=== Exercise requirements ===
Output every record exactly, and nothing more.

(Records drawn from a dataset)
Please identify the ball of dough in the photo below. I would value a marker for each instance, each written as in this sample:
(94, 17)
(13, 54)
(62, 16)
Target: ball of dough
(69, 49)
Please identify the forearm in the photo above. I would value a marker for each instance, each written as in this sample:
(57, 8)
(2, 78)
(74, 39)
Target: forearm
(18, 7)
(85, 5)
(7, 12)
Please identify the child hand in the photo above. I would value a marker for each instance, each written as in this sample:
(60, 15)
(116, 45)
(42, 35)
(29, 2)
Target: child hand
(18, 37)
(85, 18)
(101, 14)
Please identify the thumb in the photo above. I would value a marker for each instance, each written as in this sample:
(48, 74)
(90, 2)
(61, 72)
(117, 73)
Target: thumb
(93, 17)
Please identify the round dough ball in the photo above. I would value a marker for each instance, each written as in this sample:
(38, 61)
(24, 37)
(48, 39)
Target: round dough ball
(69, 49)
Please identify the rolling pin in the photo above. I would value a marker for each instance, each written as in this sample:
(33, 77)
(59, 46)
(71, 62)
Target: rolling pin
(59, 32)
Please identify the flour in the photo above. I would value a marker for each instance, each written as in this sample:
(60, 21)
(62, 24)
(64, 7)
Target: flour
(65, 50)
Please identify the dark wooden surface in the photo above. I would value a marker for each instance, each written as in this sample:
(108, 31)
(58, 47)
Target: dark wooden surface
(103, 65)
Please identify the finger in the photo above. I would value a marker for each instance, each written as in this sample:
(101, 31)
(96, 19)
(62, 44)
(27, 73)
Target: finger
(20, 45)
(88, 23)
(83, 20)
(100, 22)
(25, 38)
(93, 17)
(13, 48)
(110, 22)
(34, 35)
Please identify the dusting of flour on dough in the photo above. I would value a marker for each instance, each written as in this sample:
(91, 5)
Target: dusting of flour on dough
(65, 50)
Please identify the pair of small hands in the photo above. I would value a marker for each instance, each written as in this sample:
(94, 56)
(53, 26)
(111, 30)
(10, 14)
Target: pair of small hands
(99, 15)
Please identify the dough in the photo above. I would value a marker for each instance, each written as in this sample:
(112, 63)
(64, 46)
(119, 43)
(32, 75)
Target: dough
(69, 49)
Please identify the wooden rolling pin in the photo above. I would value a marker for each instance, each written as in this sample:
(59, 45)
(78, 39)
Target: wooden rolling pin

=== Answer below ===
Please identify the ball of dough in the photo below. I would value a marker for each instance, each written as in this sample:
(94, 17)
(13, 54)
(62, 16)
Target: ball of dough
(69, 49)
Please identify the forearm in the photo above. I would value a marker for each instance, each written as in this sample:
(57, 8)
(2, 78)
(74, 39)
Target: forearm
(18, 7)
(85, 5)
(7, 12)
Please identify the child hand in the photo above. I would value a marker for each instance, each written as in this sample:
(60, 15)
(116, 45)
(42, 35)
(29, 2)
Target: child hand
(18, 37)
(85, 18)
(101, 14)
Please identify the thumb in the photo above. I would value a marker for each instance, each written as in this sample:
(48, 74)
(90, 2)
(61, 72)
(117, 73)
Target: thumb
(93, 17)
Please identify the round dough ball in the photo above. I would value a marker for each instance, each written as in this sample:
(38, 61)
(24, 37)
(48, 39)
Target: round dough ball
(69, 49)
Please identify the rolling pin in the photo above. I would value a marker for each instance, each written as in this sample:
(33, 77)
(59, 46)
(71, 62)
Target: rolling pin
(59, 32)
Please identify the flour in the photo above. I would value a marker for each instance, each written as in this sample:
(60, 21)
(62, 24)
(64, 7)
Target: flour
(65, 50)
Please identify the dark wooden surface in the photo above. I would value a marker for each instance, each written as in this sample:
(108, 31)
(58, 47)
Target: dark wooden surface
(103, 65)
Please identify the finger in the photo above. I would value a marker for each instance, each written as in this sample:
(101, 31)
(96, 19)
(62, 44)
(27, 73)
Target: finger
(20, 45)
(88, 23)
(83, 20)
(100, 22)
(25, 38)
(93, 17)
(13, 48)
(110, 22)
(34, 35)
Please identify the dusting of flour on dough in the photo above. I would value a marker for each instance, each written as in this sample:
(91, 5)
Target: dusting of flour on dough
(65, 50)
Please identify the pair of small hands in the photo above. I would value a marker for each instance, each written as in this sample:
(94, 56)
(53, 26)
(111, 30)
(10, 14)
Target: pair of small hands
(99, 15)
Please identify the dough in the photo above. I would value a marker for each instance, each written as in this sample:
(112, 63)
(64, 46)
(119, 43)
(32, 75)
Target: dough
(69, 49)
Please identify the wooden rolling pin in the photo above. I would value a marker for each instance, each written as in this sample:
(59, 45)
(78, 39)
Target: wooden rolling pin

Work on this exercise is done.